Count the lines in the records below that contain the string "ammunition", matching case exactly. Reply with the number alone.
[Begin Provided entries]
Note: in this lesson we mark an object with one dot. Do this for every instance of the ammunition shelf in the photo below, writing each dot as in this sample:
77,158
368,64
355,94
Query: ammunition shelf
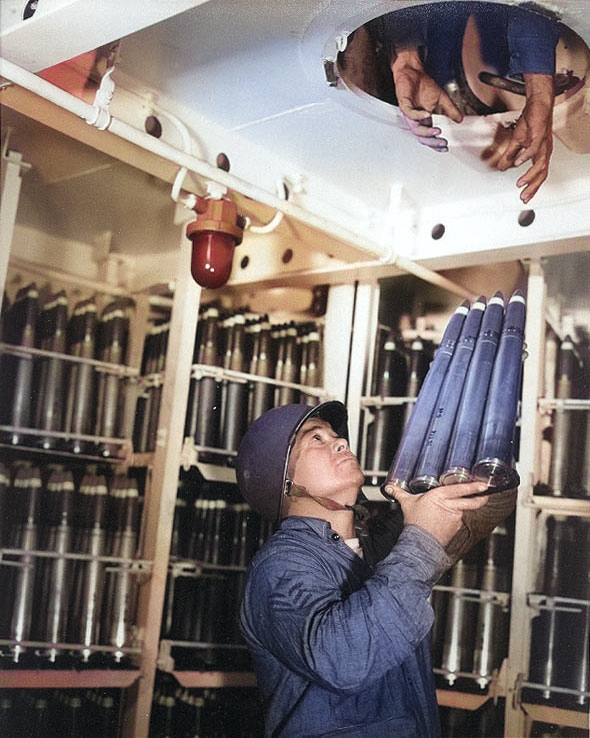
67,678
561,505
101,366
189,568
555,715
132,566
28,434
378,401
220,374
571,403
[End Provided entries]
--- Solution to the problem ---
2